Records shown →
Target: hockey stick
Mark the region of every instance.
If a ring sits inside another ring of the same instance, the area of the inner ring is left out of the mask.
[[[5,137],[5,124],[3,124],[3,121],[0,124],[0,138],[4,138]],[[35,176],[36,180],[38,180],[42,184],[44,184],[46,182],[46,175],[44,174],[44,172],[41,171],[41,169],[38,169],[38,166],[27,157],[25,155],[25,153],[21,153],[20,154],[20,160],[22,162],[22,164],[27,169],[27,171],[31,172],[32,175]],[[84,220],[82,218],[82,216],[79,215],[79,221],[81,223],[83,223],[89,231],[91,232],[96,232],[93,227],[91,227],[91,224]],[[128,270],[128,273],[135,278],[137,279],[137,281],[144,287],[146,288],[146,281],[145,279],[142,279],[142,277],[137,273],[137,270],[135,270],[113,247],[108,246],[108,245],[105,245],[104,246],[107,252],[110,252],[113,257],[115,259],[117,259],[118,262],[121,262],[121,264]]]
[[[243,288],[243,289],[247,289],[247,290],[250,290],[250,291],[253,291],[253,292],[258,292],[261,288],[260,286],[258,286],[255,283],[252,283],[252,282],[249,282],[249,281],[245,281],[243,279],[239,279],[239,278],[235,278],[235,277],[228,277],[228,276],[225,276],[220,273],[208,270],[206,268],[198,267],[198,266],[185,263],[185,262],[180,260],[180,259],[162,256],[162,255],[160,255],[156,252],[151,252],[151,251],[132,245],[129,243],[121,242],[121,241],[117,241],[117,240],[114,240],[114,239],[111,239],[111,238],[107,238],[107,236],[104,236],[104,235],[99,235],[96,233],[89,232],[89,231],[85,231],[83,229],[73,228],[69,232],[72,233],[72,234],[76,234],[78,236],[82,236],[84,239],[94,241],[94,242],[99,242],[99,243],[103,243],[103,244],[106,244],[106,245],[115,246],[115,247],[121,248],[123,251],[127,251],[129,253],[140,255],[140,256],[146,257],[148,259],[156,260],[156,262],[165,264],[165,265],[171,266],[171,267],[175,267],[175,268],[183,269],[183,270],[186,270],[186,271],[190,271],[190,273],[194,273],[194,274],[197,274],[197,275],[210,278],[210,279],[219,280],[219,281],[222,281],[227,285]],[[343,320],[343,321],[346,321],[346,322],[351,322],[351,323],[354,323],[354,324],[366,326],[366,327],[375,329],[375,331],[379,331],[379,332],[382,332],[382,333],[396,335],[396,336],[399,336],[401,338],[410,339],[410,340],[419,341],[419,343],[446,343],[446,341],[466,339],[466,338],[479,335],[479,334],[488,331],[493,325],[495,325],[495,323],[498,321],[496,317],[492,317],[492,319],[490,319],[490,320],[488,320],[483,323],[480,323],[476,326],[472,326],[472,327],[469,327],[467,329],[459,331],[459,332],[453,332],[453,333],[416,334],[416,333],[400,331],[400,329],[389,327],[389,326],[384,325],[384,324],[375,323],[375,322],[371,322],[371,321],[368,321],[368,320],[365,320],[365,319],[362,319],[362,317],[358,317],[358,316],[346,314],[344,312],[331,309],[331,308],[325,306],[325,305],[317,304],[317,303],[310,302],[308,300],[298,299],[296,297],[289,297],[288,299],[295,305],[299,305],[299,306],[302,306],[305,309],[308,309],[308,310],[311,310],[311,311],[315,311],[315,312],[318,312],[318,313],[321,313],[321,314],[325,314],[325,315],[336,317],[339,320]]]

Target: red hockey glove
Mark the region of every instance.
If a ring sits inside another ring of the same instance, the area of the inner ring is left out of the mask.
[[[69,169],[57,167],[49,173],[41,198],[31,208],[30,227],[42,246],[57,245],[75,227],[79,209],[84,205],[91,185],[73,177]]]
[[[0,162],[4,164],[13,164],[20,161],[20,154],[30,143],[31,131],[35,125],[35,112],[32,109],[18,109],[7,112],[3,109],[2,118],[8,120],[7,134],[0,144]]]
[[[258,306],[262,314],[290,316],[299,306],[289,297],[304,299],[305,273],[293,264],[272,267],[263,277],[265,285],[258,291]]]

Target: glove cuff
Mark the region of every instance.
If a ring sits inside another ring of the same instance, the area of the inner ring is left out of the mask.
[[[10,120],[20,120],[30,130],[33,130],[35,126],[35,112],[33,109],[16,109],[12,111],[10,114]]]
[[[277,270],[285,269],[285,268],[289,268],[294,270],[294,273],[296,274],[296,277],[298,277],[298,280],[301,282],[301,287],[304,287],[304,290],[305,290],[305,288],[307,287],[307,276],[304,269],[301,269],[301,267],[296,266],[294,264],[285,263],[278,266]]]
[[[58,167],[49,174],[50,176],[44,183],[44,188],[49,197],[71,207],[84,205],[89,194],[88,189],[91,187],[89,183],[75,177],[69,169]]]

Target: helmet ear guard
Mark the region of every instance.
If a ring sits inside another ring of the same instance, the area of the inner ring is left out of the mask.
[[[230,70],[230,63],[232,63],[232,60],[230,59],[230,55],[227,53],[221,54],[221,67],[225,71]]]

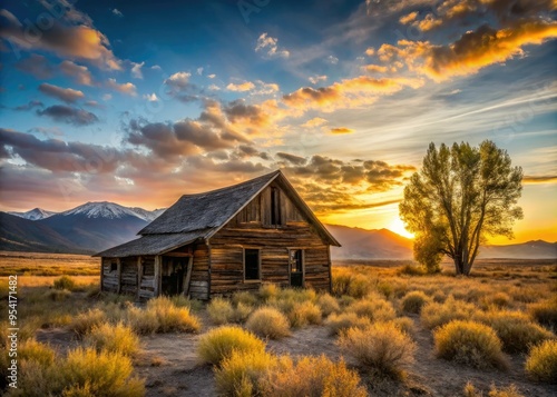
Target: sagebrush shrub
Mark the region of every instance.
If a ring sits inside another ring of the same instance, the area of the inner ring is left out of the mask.
[[[525,368],[528,376],[537,381],[557,384],[557,340],[546,340],[532,347]]]
[[[348,312],[355,312],[360,317],[368,317],[372,321],[389,321],[397,317],[391,302],[383,300],[379,295],[356,300],[349,307]]]
[[[319,306],[311,301],[294,304],[287,312],[287,317],[293,328],[305,327],[309,324],[317,325],[321,324],[323,318]]]
[[[71,291],[68,289],[51,289],[45,294],[45,298],[52,301],[63,301],[71,297]]]
[[[296,364],[290,357],[282,357],[261,381],[261,388],[266,397],[368,396],[356,371],[346,368],[343,359],[332,363],[323,355],[302,357]]]
[[[289,319],[273,307],[262,307],[252,312],[245,326],[264,338],[281,339],[290,335]]]
[[[18,388],[9,396],[145,396],[144,381],[133,377],[129,358],[95,348],[70,350],[53,361],[21,359],[18,375]]]
[[[528,307],[528,311],[536,321],[557,331],[557,297],[532,304]]]
[[[113,326],[102,322],[95,326],[84,338],[85,343],[97,350],[120,353],[125,356],[133,356],[139,351],[139,338],[123,322]]]
[[[76,281],[71,277],[68,276],[62,276],[60,278],[57,278],[55,280],[55,289],[67,289],[67,290],[72,290],[76,288]]]
[[[444,302],[430,301],[420,312],[421,322],[429,329],[442,326],[451,320],[466,320],[476,311],[473,304],[456,300],[449,296]]]
[[[211,299],[211,304],[207,305],[207,314],[211,320],[219,326],[233,320],[234,308],[229,300],[216,297]]]
[[[260,350],[232,351],[215,370],[216,387],[223,396],[261,395],[261,381],[278,359]]]
[[[69,328],[79,336],[82,336],[106,320],[107,317],[102,310],[99,308],[89,309],[86,312],[77,315]]]
[[[494,328],[507,353],[526,353],[531,346],[555,338],[553,333],[532,322],[520,311],[478,311],[472,319]]]
[[[90,396],[145,395],[144,381],[131,377],[131,360],[117,353],[78,348],[68,353],[58,370],[65,385],[62,395],[78,396],[78,390],[88,390]]]
[[[320,307],[322,315],[325,317],[333,312],[341,311],[339,301],[329,294],[323,294],[319,296],[317,306]]]
[[[496,331],[479,322],[453,320],[433,334],[436,354],[475,368],[505,368],[501,340]]]
[[[429,297],[422,291],[410,291],[402,298],[402,310],[405,312],[419,314],[422,306],[429,300]]]
[[[176,307],[167,297],[150,299],[144,315],[156,317],[156,333],[196,333],[201,328],[199,319],[187,307]]]
[[[413,361],[416,344],[392,322],[375,322],[367,328],[350,328],[338,341],[341,350],[362,367],[399,377]]]
[[[219,365],[233,350],[264,353],[265,344],[251,331],[236,326],[223,326],[202,335],[197,345],[201,363]]]
[[[332,314],[325,320],[331,335],[340,335],[349,328],[365,328],[371,325],[368,317],[360,317],[355,312]]]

Task instructions → Pull out every line of the material above that contains the word "hockey". Case counts.

Worked answer →
Target: hockey stick
Target: red hockey glove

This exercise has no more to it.